Making Insights By Exploring Simple Market Basket Analysis
In this article I will give some examples of simple analysis that can be done if you have a dataset of purchases, and how this can be extrapolated for other uses. Part of the information was taken from the following article: “A Gentle Introduction on Market Basket Analysis — Association Rules”. Which is a good introduction to market basket analysis through the point of view of using association rules, although I won't use the methods that are demonstrated there. Instead, I will use a shallow and naive approach, that although will carry limited insights. I think it is better to grasp the underlying base concepts and make you aware of other uses besides retail.
The dataset that I will use can be found here, this is a dataset from an online retailer with transactions going from 01/12/2010 and 09/12/2011. And, to analyse the data I will use R script. I will also make heavy use of available libraries which will make the code very terse. Because of this some extra explanations might be required of why a function is used and what it does.
Starting with the code
We begin with the following libraries that will be necessary to query the data and make the necessary data transformations. In this case I will use mostly general use libraries and not specialized analysis packages that would do most of the work required to find associations between items.
library(tidyverse) library(readxl) library(lubridate) library(dplyr) library(pracma) library(reshape2) library(tibble)
First thing is to load the dataset and make some initial transformations to help out later. And this part follows the same loading pattern as the article that was linked previously.
retail <- read_excel("Data/Online retail.xlsx") retail <- retail[complete.cases(retail),] retail <- retail %>% mutate(Description = as.factor(Description)) retail <- retail %>% mutate(Country = as.factor(Country)) retail$Date <- as.Date(retail$InvoiceDate) retail$Time <- format(retail$InvoiceDate, "%H:%M:%S") retail$InvoiceNo <- as.numeric(as.character(retail$InvoiceNo))
The next step will be to decide what data features will we base our analysis on. Again, for didactic purposes this will be a very shallow analysis, so we will only choose as features: customerId, invoiceId and Description, which is the name of the product. We will make the initial set of assumptions, that it’s not important when the purchase was made, or in what order it was made, or from where the customer is from. We will only make a static analysis from the selected features, this will be a gross simplification. But this will make it easier to introduce the concepts, and we can grow in complexity later.
The initial goal is to make a pseudo predictions, so that when a customer selects a set of products we want to have an idea based on the data of which products that customer could probably get in the same purchase order. So we start with the following data transformations:
retailUnique <- retail %>% select(InvoiceNo, Description, CustomerID) %>% distinct() retaiCustomerlUnique <- retailUnique %>% select(CustomerID, Description) %>% distinct() retailUniqProds <- retaiCustomerlUnique %>% select(Description) %>% distinct() %>% arrange(as.numeric(Description)) retaiCustomerlUnique <- retaiCustomerlUnique %>% mutate(Product = as.numeric(Description)) %>% arrange(CustomerID)
For the first iteration we will sample the whole data for invoices that have at least n-1 of the chosen products. This will get a big enough number of invoices without limiting the sample too much, as I said previously this is a shallow approach and I am not calculating individual probabilities or joint probabilities of particular item-sets. For the first experiment the script will choose randomly three products from the list of unique products.

• Stated task:
Echo the market basket analysis text word for word, beginning at the words "The next step" and stopping after "in complexity later.". The items after this point come from a different source.

• Items:
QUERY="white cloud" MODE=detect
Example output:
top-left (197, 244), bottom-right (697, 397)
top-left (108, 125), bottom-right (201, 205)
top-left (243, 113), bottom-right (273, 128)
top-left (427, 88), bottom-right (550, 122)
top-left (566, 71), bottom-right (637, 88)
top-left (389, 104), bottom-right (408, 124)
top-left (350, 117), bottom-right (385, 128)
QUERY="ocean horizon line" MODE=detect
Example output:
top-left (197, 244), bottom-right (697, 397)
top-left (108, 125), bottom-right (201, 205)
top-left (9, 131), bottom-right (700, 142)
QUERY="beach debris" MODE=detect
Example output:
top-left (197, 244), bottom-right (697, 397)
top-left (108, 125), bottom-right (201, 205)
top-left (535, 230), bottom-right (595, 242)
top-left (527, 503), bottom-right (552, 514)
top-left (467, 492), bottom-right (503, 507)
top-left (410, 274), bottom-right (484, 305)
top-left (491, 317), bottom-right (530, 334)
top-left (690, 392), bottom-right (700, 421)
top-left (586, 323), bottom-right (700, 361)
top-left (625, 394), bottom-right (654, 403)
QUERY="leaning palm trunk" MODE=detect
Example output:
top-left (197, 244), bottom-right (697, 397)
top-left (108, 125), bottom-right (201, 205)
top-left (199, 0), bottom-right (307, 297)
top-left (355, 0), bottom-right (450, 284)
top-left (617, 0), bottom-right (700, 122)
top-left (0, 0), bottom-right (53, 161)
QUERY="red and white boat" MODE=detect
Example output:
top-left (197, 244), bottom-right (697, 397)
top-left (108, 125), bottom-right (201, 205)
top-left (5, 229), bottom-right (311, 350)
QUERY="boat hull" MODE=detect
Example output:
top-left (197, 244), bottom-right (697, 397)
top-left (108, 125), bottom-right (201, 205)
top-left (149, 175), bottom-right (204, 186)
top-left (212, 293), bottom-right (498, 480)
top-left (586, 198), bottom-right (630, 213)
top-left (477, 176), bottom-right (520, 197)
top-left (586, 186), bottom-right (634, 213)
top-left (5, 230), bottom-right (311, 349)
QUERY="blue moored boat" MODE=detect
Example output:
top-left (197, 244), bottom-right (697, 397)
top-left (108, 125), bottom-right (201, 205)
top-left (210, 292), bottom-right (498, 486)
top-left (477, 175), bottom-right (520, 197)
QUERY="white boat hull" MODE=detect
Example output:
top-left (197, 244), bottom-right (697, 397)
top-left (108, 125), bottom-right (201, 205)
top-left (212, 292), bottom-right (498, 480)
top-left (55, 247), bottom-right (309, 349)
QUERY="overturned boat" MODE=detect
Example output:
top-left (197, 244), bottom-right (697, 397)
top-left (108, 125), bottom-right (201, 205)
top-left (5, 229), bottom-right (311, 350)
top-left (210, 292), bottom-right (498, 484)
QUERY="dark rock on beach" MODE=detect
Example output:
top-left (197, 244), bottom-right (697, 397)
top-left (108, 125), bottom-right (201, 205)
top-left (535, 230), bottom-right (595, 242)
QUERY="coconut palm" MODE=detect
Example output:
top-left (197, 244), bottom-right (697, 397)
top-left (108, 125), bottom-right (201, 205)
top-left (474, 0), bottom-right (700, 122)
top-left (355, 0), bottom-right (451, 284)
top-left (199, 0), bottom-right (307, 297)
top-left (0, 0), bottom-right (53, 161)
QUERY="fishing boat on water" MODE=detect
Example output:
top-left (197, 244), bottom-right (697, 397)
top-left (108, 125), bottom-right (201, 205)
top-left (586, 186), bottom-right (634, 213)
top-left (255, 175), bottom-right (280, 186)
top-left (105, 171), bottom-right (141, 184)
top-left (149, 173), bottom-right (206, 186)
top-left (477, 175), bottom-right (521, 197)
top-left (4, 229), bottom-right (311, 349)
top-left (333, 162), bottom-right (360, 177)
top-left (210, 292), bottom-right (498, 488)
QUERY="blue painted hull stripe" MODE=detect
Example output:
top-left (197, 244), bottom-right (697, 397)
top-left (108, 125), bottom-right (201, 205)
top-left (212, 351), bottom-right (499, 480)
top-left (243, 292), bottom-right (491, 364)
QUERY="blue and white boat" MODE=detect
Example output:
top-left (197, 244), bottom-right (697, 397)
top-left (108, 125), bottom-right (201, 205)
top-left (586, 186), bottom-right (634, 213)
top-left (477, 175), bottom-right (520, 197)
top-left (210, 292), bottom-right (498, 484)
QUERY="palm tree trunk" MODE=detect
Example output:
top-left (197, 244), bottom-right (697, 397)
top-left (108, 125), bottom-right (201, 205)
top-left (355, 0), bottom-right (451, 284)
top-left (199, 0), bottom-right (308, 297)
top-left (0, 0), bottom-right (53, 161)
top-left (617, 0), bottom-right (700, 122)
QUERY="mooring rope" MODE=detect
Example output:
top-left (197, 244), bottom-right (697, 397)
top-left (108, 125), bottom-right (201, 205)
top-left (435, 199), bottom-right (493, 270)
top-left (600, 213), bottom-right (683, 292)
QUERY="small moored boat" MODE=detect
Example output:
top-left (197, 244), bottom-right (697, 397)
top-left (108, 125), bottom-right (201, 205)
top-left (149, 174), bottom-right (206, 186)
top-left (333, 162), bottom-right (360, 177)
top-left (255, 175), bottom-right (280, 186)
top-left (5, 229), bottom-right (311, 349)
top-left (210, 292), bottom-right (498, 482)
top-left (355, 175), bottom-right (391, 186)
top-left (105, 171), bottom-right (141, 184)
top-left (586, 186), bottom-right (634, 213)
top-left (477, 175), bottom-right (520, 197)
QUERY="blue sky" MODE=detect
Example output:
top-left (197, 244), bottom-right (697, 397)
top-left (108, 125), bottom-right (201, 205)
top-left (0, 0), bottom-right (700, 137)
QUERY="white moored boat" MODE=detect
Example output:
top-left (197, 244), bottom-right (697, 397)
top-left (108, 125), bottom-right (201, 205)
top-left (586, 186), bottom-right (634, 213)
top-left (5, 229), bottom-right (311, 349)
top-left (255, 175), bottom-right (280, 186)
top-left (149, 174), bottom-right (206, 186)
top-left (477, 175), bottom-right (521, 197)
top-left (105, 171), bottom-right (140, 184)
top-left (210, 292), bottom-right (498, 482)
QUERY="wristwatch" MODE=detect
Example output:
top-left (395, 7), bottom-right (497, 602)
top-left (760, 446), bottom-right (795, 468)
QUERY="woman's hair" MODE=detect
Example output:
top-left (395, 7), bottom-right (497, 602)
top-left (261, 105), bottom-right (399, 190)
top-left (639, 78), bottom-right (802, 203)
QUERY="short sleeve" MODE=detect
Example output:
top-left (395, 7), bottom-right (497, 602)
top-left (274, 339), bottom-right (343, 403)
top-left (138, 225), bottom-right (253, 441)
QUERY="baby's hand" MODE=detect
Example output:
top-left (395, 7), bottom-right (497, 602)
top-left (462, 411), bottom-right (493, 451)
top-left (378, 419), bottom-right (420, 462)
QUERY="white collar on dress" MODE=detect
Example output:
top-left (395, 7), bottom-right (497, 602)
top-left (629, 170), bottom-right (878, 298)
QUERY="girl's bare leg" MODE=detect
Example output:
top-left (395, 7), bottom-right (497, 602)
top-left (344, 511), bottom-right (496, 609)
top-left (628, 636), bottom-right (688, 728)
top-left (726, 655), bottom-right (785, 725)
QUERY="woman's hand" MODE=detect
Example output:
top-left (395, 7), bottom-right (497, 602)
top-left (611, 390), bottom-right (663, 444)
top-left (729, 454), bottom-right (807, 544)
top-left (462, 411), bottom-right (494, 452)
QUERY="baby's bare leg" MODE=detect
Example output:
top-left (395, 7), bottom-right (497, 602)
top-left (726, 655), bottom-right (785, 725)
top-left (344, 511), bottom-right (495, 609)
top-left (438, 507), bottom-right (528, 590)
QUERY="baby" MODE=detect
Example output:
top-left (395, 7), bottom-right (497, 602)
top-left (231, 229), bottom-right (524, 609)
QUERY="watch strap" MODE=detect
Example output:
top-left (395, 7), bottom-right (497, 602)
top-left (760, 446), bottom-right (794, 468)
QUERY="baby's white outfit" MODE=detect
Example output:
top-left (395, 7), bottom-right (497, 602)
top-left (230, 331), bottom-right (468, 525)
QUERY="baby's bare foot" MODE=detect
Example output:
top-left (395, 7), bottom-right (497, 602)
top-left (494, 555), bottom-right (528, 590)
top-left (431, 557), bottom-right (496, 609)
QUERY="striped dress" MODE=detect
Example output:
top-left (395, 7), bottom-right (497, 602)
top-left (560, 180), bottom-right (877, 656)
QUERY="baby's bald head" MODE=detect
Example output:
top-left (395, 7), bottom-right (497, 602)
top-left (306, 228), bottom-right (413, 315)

• Task solution:
The next step will be to decide what data features will we base our analysis on. Again, for didactic purposes this will be a very shallow analysis, so we will only choose as features: customerId, invoiceId and Description, which is the name of the product. We will make the initial set of assumptions, that it’s not important when the purchase was made, or in what order it was made, or from where the customer is from. We will only make a static analysis from the selected features, this will be a gross simplification. But this will make it easier to introduce the concepts, and we can grow in complexity later.